== Action item A ==
In the self-love conversation below, which things does Jen say are "on point" before a person loves themselves? List every one.
== Action item B ==
Reproduce everything in the self-love conversation below from "Jen: Yeah, another" down to "ever lived in.".
== Action item C ==
Answer these questions about the self-love conversation below:
(i) What color is Jen's bathroom?
(ii) About how long ago did Jen move into her house?
(iii) What does Annie call love that depends on how things are going?

== Document section ==

◆ ◆ ◆

Jen: The greatest act of self love is loving yourself when you think nobody else will, so when you aren’t fitting into society’s mold of what is lovable, right, so it’s, you know, so if you do have a larger body there is a lot of good and value there of learning to love and accept yourself at a larger size before, you know, before the weight loss journey comes, if it ever comes, you know, whatever your choice but you know, it’s like only loving your kids when they’re well behaved, right, like, when, you can just love your body when it’s doing what you want it to be doing and you can’t just love yourself when your behaviors are on point, right, your nutrition’s on point, your exercise is on point, your rockin’ life, you love yourself but then as soon as your behaviors are off track you’re filled with these self loathing thoughts. That’s not love, that’s just like surface level approval.

Annie: That’s conditioned. That’s conditioned love. That’s not and ultimately I think what a lot of us would really like and are striving for is to love ourselves unconditionally. Meaning our body can look a variety of ways, our behaviors can look a variety of ways and we still can treat ourselves with compassion that we would so many other people in our lives.

Jen: Yeah, another good analogy I use sometimes with women is I moved into a house, a new house about a year and a half ago and it’s an older house and there was people that lived here before us that decorated, painted, designed to this house in a way that suited them but is not to my tastes at all. So, for example, my bathroom is lime green and I hate it, I hate it but I still love my home. I am still grateful to live in this home. This is the nicest home I’ve ever lived in.

Growing up as a little girl my mother couldn’t have dreamed of providing this kind of house for me as a kid so every day I wake up I feel like I’m living in my dream home but my bathroom is lime green. Yes, I do want to change that color eventually. I haven’t yet, it just, I haven’t had time, it has been the right time but eventually I will paint the bathroom, I will do some renovations around this house to change it but that doesn’t, that doesn’t take away from the unconditional love and gratitude I have for this home and I wish that people could feel that way about their bodies.

◆ ◆ ◆

(Data excerpts)

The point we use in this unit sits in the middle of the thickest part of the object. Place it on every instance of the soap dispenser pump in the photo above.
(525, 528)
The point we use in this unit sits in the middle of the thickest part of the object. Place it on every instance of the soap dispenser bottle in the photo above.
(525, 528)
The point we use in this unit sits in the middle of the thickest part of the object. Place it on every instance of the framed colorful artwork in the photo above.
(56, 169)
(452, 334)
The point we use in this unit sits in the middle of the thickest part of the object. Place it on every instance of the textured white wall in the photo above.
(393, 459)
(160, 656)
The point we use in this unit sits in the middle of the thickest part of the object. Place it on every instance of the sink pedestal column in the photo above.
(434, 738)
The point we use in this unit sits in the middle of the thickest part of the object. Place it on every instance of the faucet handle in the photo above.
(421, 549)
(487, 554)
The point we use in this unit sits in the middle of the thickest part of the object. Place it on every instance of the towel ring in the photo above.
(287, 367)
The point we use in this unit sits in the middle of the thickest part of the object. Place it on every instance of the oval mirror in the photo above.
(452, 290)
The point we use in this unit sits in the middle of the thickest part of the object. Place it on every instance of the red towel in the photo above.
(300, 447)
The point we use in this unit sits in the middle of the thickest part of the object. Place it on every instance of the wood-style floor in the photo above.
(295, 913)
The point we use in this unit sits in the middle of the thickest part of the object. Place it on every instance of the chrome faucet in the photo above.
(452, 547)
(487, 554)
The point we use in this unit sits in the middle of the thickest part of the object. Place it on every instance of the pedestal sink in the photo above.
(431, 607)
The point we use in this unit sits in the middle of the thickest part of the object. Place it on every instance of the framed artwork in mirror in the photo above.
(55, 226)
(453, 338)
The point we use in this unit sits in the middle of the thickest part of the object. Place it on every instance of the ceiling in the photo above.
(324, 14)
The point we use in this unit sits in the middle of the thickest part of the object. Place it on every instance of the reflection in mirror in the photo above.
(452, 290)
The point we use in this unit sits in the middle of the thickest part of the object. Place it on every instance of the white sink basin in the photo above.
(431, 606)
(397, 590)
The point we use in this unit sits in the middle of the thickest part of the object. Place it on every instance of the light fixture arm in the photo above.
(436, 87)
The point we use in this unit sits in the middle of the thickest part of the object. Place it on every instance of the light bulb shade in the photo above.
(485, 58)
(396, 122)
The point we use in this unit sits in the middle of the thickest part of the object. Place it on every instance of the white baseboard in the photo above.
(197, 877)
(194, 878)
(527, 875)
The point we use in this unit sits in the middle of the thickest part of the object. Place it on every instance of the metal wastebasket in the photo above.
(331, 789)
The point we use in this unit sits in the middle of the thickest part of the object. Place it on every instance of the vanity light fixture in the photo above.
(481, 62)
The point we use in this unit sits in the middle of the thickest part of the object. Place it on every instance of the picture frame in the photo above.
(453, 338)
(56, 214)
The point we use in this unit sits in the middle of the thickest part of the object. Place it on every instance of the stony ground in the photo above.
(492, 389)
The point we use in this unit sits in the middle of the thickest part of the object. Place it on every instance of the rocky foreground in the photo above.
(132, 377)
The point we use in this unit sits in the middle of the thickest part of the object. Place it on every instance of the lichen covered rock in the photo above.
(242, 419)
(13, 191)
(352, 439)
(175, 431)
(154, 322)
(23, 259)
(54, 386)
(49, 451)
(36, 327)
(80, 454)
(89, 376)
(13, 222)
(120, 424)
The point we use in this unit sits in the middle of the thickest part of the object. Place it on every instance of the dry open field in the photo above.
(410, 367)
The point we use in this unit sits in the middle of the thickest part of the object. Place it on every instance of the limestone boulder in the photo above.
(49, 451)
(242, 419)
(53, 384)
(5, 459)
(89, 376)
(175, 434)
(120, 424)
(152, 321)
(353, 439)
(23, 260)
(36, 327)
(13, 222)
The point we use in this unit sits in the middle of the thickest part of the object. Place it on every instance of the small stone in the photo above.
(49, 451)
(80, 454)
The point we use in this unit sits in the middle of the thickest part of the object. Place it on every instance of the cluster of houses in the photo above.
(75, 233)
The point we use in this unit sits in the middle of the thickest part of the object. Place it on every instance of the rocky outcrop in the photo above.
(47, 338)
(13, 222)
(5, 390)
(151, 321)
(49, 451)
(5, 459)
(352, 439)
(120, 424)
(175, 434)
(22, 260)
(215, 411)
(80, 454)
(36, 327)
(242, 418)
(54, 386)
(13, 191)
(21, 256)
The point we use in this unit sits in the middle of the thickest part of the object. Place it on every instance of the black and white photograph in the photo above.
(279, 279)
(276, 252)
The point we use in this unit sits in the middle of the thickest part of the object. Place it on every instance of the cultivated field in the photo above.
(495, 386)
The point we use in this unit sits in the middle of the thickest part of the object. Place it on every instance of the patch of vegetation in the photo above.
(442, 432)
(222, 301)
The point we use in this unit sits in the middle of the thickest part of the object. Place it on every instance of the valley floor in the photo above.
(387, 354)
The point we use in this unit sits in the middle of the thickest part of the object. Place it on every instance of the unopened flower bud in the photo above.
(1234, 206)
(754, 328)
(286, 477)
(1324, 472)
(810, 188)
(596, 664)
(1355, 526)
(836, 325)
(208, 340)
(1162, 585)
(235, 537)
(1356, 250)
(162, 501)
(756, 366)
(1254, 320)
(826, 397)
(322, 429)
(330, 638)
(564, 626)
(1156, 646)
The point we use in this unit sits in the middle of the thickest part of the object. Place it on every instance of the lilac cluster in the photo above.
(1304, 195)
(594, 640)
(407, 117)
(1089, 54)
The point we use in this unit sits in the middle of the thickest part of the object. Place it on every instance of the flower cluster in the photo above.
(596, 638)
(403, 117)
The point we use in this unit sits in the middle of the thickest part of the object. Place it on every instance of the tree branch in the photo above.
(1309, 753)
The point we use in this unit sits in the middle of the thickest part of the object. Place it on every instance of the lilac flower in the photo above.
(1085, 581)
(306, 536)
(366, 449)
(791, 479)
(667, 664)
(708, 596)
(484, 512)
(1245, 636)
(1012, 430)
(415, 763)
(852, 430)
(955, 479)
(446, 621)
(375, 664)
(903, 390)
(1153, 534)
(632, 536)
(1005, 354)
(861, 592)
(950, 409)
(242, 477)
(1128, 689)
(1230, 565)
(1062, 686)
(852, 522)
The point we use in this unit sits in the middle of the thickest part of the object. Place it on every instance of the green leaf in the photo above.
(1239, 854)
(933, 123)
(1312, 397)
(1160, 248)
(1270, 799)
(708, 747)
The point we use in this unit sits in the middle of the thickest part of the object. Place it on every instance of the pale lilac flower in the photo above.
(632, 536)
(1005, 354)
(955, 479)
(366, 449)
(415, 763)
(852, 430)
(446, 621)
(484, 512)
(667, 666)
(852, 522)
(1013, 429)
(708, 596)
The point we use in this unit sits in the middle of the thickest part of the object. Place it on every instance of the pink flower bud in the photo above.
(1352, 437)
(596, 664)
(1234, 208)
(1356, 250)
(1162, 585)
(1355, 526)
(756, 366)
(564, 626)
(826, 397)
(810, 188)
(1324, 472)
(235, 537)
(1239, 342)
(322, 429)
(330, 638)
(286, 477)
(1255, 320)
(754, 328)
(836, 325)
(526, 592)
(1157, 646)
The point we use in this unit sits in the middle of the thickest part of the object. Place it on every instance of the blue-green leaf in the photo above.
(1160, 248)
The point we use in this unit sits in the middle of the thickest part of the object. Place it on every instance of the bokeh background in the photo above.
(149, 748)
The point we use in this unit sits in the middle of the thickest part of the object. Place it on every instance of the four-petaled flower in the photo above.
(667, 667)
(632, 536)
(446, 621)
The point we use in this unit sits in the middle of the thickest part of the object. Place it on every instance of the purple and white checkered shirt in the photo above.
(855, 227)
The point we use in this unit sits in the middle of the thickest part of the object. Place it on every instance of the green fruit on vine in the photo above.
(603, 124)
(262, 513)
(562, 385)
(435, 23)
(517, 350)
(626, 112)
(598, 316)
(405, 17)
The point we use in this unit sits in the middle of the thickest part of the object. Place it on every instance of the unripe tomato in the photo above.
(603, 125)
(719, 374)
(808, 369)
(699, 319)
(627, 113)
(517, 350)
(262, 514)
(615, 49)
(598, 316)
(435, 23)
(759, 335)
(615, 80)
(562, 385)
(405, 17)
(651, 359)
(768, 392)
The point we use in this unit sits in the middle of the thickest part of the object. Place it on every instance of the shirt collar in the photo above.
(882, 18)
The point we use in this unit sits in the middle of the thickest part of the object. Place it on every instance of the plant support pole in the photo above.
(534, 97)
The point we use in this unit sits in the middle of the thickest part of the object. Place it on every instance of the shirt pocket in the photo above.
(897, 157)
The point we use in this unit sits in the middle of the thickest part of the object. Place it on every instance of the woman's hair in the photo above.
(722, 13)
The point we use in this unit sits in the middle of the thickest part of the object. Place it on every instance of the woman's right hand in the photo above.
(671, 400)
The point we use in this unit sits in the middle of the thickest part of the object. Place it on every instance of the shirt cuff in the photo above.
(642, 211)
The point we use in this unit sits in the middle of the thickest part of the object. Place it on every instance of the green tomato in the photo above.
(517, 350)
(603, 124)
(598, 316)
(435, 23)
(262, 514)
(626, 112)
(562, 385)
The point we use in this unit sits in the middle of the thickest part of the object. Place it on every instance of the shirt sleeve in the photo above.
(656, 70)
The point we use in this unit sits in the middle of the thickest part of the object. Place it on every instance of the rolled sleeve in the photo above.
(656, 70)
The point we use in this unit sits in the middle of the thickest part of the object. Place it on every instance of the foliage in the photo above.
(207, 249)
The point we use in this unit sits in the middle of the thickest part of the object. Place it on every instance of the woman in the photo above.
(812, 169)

◆ ◆ ◆

== Exercise output A ==
- Behaviors
- Nutrition
- Exercise

== Exercise output B ==
Jen: Yeah, another good analogy I use sometimes with women is I moved into a house, a new house about a year and a half ago and it’s an older house and there was people that lived here before us that decorated, painted, designed to this house in a way that suited them but is not to my tastes at all. So, for example, my bathroom is lime green and I hate it, I hate it but I still love my home. I am still grateful to live in this home. This is the nicest home I’ve ever lived in.

== Exercise output C ==
(i) Lime green.
(ii) About a year and a half ago.
(iii) Conditioned love.